Problem to work on:
Render the items below as a Markdown table with the columns Row and Line, starting with the first line of the items and going on through the line containing "left=255, top=207, right=330, bottom=238", both included. Number each row, skip blank lines, and leave the pictures out.

Records shown:
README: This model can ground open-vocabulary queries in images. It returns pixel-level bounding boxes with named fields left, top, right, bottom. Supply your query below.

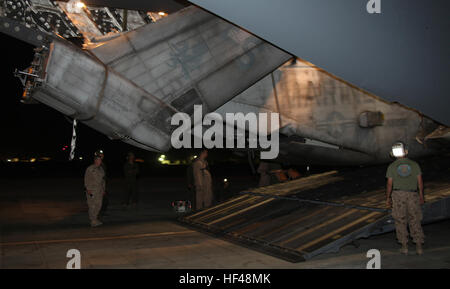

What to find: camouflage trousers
left=392, top=191, right=425, bottom=244
left=86, top=191, right=103, bottom=225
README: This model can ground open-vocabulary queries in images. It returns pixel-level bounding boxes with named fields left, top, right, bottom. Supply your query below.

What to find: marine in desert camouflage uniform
left=386, top=143, right=425, bottom=255
left=84, top=155, right=105, bottom=227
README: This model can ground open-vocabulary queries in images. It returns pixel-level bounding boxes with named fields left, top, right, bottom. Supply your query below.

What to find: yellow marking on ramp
left=296, top=212, right=381, bottom=251
left=195, top=196, right=263, bottom=222
left=186, top=195, right=251, bottom=219
left=0, top=230, right=196, bottom=246
left=280, top=209, right=359, bottom=245
left=208, top=198, right=275, bottom=225
left=255, top=207, right=330, bottom=238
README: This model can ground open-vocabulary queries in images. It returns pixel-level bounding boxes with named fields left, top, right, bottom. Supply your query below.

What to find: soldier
left=386, top=142, right=425, bottom=255
left=84, top=155, right=105, bottom=227
left=123, top=152, right=139, bottom=206
left=94, top=150, right=109, bottom=217
left=258, top=161, right=272, bottom=187
left=192, top=149, right=213, bottom=210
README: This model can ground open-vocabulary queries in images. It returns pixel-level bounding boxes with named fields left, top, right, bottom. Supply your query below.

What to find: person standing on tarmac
left=192, top=149, right=213, bottom=210
left=94, top=150, right=109, bottom=217
left=386, top=142, right=425, bottom=255
left=123, top=152, right=139, bottom=206
left=84, top=155, right=105, bottom=227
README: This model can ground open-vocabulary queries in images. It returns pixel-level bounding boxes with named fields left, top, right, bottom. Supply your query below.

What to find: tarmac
left=0, top=177, right=450, bottom=269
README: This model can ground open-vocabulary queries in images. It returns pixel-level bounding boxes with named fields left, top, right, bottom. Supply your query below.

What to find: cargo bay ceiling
left=52, top=0, right=450, bottom=125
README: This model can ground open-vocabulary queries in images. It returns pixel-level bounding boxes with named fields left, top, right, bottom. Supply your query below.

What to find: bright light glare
left=392, top=147, right=405, bottom=158
left=76, top=1, right=86, bottom=9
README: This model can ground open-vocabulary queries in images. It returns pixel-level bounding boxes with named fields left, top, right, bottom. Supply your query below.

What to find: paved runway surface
left=0, top=178, right=450, bottom=269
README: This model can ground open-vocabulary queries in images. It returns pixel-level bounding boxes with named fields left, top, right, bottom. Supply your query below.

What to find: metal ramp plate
left=179, top=162, right=450, bottom=262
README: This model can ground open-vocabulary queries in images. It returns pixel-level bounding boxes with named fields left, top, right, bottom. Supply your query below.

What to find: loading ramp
left=179, top=162, right=450, bottom=262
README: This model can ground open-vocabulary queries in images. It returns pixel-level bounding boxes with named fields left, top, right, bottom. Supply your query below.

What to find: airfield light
left=76, top=1, right=86, bottom=9
left=392, top=143, right=406, bottom=158
left=392, top=147, right=405, bottom=158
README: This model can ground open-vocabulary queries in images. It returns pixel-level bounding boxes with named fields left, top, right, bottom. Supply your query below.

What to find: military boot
left=416, top=243, right=423, bottom=255
left=400, top=243, right=408, bottom=255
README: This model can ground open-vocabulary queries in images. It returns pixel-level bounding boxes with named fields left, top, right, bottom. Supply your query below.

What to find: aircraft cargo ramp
left=179, top=160, right=450, bottom=262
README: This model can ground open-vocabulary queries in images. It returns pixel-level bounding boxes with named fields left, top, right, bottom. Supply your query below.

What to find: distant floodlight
left=75, top=1, right=86, bottom=9
left=392, top=148, right=405, bottom=158
left=392, top=142, right=407, bottom=158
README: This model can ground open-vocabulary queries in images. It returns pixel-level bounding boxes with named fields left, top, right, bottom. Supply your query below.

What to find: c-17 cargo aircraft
left=0, top=0, right=450, bottom=165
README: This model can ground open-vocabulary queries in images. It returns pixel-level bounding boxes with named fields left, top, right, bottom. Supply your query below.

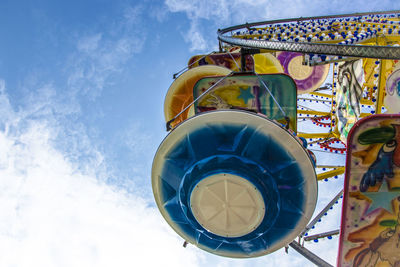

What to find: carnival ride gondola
left=152, top=11, right=400, bottom=266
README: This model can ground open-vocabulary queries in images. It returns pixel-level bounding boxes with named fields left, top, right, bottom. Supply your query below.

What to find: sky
left=0, top=0, right=400, bottom=267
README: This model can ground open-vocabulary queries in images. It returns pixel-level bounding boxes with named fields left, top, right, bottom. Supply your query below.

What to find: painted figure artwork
left=338, top=115, right=400, bottom=266
left=276, top=51, right=329, bottom=94
left=384, top=69, right=400, bottom=114
left=193, top=74, right=297, bottom=131
left=336, top=60, right=364, bottom=143
left=188, top=52, right=254, bottom=71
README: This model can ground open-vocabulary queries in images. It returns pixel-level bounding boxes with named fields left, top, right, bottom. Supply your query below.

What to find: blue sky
left=0, top=0, right=400, bottom=267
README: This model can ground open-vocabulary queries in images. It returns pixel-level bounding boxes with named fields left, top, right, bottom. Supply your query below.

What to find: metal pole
left=289, top=241, right=333, bottom=267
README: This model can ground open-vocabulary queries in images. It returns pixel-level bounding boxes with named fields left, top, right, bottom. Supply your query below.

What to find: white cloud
left=65, top=5, right=147, bottom=100
left=165, top=0, right=400, bottom=52
left=0, top=82, right=202, bottom=267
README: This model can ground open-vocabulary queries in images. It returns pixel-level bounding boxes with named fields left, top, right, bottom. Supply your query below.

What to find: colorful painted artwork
left=336, top=60, right=364, bottom=143
left=338, top=115, right=400, bottom=266
left=384, top=69, right=400, bottom=114
left=276, top=52, right=329, bottom=94
left=188, top=52, right=254, bottom=71
left=164, top=66, right=231, bottom=127
left=193, top=74, right=297, bottom=131
left=253, top=53, right=285, bottom=74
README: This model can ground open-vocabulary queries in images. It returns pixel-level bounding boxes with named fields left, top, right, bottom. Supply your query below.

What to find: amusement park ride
left=152, top=11, right=400, bottom=266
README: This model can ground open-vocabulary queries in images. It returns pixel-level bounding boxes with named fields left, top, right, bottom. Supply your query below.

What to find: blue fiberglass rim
left=152, top=111, right=317, bottom=257
left=179, top=154, right=280, bottom=240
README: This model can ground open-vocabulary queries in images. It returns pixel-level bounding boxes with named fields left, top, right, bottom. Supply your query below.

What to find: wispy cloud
left=65, top=5, right=147, bottom=99
left=165, top=0, right=400, bottom=52
left=0, top=81, right=206, bottom=267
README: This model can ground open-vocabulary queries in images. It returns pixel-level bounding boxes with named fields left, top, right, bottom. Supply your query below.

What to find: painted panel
left=188, top=53, right=254, bottom=71
left=193, top=74, right=297, bottom=131
left=276, top=51, right=329, bottom=94
left=338, top=115, right=400, bottom=266
left=336, top=59, right=364, bottom=143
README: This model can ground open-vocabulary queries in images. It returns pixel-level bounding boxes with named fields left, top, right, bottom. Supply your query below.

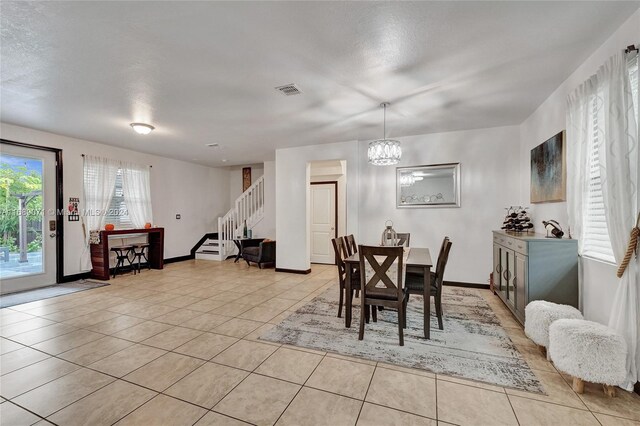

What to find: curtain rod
left=80, top=154, right=153, bottom=167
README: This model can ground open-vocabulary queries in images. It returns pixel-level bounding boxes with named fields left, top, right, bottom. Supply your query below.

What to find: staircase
left=196, top=176, right=264, bottom=260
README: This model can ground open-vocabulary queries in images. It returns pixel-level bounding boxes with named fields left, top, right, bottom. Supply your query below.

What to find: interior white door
left=310, top=183, right=337, bottom=264
left=0, top=143, right=57, bottom=294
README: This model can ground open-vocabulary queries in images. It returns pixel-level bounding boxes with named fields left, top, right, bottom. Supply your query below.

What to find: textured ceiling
left=0, top=1, right=639, bottom=166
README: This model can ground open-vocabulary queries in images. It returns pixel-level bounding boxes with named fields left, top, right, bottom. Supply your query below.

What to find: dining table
left=344, top=247, right=433, bottom=339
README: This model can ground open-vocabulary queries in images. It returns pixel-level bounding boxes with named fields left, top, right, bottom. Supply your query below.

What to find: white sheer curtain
left=120, top=162, right=153, bottom=228
left=566, top=76, right=597, bottom=258
left=567, top=52, right=640, bottom=390
left=80, top=155, right=119, bottom=271
left=597, top=52, right=640, bottom=391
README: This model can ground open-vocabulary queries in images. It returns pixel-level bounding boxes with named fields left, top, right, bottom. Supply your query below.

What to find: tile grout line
left=7, top=262, right=636, bottom=426
left=355, top=362, right=379, bottom=424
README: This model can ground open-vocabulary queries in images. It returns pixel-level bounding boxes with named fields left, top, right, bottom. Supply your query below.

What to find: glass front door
left=0, top=143, right=57, bottom=294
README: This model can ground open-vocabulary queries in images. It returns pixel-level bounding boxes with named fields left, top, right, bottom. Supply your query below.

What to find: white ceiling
left=0, top=1, right=639, bottom=166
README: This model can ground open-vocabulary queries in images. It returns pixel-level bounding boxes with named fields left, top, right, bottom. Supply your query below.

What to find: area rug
left=0, top=280, right=109, bottom=308
left=260, top=285, right=544, bottom=393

Correct result:
| Row | Line |
|---|---|
| 1 | README: This model can ground open-vocabulary queries in images. It returns pixel-level bounding boxes with named fields left, top, right, bottom. Supply your query below. |
| 2 | What to find: camouflage trousers |
| 3 | left=392, top=191, right=425, bottom=244 |
| 4 | left=86, top=191, right=103, bottom=225 |
| 5 | README: This model can ground open-vocabulary queries in images. It returns pixel-level bounding boxes with named fields left, top, right, bottom. Supply your query below. |
| 6 | What to find: marine in desert camouflage uniform |
| 7 | left=386, top=143, right=425, bottom=255 |
| 8 | left=84, top=155, right=105, bottom=227 |
| 9 | README: This model can ground open-vocabulary queries in images. It returns pixel-level bounding boxes with named fields left, top, right, bottom. Supply your query below. |
| 10 | What to find: yellow marking on ramp |
| 11 | left=296, top=212, right=381, bottom=251 |
| 12 | left=195, top=196, right=263, bottom=222 |
| 13 | left=186, top=195, right=251, bottom=219 |
| 14 | left=0, top=230, right=196, bottom=246 |
| 15 | left=280, top=209, right=359, bottom=245 |
| 16 | left=208, top=198, right=275, bottom=225 |
| 17 | left=255, top=207, right=330, bottom=238 |